### Page excerpt
◆ ◆ ◆ ◆

HSDS Deduplication LightGBM Models (v1.2)

This repository contains binary classification models designed to determine whether two HSDS (Human Services Data Specification) records represent the same real-world entity.

The pipeline determines a probability of duplication (0.0 to 1.0) for a pair of records.

Model Overview

We provide two specialized LightGBM models:

Organization Model: Determines if two organizations (service providers) are duplicates.
Service Model: Determines if two services are duplicates.

Purpose

The primary goal is to identify duplicates with high precision to clean human services databases.

Input: A pair of records (Entity A and Entity B) + Computed Features.
Output: Probability score.
Decision: Score > Threshold implies Duplicate.

Architecture & Data Flow

The training and inference pipeline relies on several key components found in this repository:

tf_idf_models/: Directory containing pre-trained TF-IDF vectorizers (tfidf_vectorizer_organization.joblib, tfidf_vectorizer_service.joblib) used to generate advanced text similarity features.
lgbm_model_*.txt: The trained LightGBM model files.
threshold_*.json: Verified decision thresholds optimized for F1-score.

◆ ◆ ◆ ◆

### Record extracts
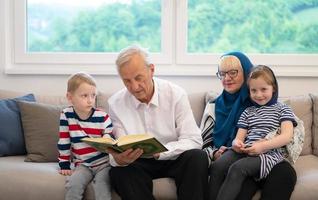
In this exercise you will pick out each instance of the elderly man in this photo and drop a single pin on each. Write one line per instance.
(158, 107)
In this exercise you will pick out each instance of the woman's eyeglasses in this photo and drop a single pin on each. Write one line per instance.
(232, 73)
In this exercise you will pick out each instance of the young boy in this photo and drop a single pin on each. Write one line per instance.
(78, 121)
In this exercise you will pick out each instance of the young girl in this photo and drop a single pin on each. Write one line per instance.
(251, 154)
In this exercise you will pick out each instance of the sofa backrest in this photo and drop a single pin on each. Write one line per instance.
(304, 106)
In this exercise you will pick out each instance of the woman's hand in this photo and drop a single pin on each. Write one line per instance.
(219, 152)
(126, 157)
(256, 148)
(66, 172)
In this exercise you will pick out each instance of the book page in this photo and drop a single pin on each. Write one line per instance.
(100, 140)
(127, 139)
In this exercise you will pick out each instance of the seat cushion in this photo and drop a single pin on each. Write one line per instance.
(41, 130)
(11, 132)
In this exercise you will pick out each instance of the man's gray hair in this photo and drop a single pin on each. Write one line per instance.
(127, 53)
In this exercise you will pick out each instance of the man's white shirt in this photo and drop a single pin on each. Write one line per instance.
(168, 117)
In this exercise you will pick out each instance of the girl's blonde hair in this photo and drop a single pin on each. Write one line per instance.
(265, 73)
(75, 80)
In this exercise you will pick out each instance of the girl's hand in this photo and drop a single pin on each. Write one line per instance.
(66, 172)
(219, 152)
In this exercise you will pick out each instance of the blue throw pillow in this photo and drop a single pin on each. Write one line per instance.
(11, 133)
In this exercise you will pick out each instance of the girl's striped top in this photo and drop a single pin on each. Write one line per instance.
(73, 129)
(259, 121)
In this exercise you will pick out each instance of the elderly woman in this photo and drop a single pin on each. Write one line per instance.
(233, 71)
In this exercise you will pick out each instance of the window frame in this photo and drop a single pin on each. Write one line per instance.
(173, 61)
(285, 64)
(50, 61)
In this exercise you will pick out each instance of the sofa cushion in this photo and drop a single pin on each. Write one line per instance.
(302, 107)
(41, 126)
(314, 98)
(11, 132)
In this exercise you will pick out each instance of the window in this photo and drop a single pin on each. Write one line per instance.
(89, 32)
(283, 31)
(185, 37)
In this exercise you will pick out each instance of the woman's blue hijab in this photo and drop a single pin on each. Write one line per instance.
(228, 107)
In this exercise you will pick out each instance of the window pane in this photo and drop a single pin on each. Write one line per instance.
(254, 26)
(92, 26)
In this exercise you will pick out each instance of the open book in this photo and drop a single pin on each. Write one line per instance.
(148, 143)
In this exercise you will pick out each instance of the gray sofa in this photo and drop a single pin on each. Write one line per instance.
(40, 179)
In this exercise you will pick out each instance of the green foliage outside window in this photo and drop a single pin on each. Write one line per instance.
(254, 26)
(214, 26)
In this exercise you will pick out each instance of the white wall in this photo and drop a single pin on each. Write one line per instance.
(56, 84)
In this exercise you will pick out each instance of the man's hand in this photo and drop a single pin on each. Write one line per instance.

◆ ◆ ◆ ◆

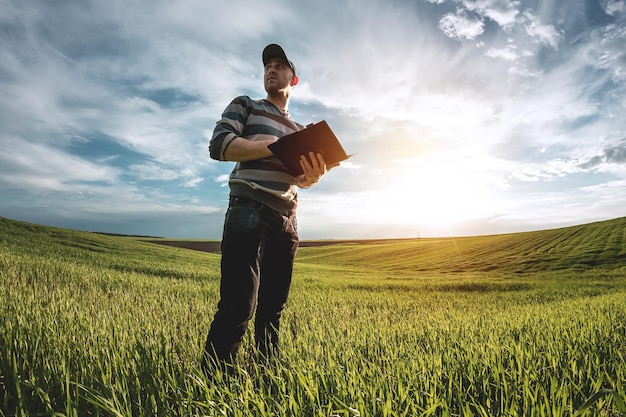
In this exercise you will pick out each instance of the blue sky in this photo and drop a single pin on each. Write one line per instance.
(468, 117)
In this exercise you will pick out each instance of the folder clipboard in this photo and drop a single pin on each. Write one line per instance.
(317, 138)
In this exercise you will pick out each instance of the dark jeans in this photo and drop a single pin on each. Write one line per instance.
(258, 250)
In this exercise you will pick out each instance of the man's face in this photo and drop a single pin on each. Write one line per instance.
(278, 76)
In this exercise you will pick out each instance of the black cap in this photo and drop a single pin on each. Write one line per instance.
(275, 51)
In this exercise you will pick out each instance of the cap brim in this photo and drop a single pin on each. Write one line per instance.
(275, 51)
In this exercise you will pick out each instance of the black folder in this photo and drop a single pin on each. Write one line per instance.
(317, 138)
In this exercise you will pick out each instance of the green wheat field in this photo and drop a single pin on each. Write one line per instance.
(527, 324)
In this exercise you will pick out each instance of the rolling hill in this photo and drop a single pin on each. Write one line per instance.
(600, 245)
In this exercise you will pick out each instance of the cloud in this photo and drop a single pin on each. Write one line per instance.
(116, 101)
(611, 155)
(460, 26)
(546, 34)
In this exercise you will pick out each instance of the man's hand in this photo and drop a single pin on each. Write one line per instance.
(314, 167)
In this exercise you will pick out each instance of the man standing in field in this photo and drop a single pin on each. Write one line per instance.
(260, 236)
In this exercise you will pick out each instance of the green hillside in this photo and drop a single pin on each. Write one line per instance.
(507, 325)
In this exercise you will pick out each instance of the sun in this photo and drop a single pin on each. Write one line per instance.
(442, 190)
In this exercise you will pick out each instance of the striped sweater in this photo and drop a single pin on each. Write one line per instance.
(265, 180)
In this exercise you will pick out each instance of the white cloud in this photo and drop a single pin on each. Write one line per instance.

◆ ◆ ◆ ◆

Pick up the page on the HSDS deduplication models after its last line and write what comes next.

Feature Engineering (v1.2)

Our models use a sophisticated set of features to capture similarity from multiple angles. Features are categorized into those common to all entities and those specific to services or organizations.

A. Common Features (All Models)

These features are calculated for both Organization and Service pairs.

1. String Similarity & Name Matching

Compares the primary NAME fields.

name_jaro_winkler: Jaro-Winkler distance (0-1), ideal for short string typos.
name_levenshtein: Levenshtein ratio (0-1), measures edit distance.
name_token_sort: Sorts tokens alphabetically before comparison (e.g., "The Red Cross" == "Red Cross, The").
fuzzy_name: Boolean flag indicating very high similarity (>0.85).
max_distinctive_term_ratio: Measures agreement on rare/distinctive terms (TF-IDF).
tfidf_weighted_similarity: Cosine similarity of the TF-IDF vectors (Name + Description).

2. Token Completeness

token_jaccard: Overlap of name tokens (intersection / union).
token_overlap_count: Count of shared tokens.
total_token_count: Total unique tokens in both names.
name_length_diff_in_tokens: Difference in word count.

3. Geographic Context

shared_address: Boolean, true if cleaned street addresses match.
same_city: Boolean, true if normalized city names match.
same_state: Boolean, true if state codes match.
same_zipcode: Boolean, true if 5-digit zip codes match.

4. Contact & Metadata

shared_phone: Boolean, true if any phone number matches.
shared_email: Boolean, true if email addresses match.
shared_website: Boolean, true if domains match.

B. Service-Specific Features

These features are exclusive to the Service Model and focus on taxonomy (categorization) and delivery method.

1. Taxonomy & Semantics

Services are categorized using a standard taxonomy (e.g., AIRS/211). We go beyond exact code matching to understand semantic relationships.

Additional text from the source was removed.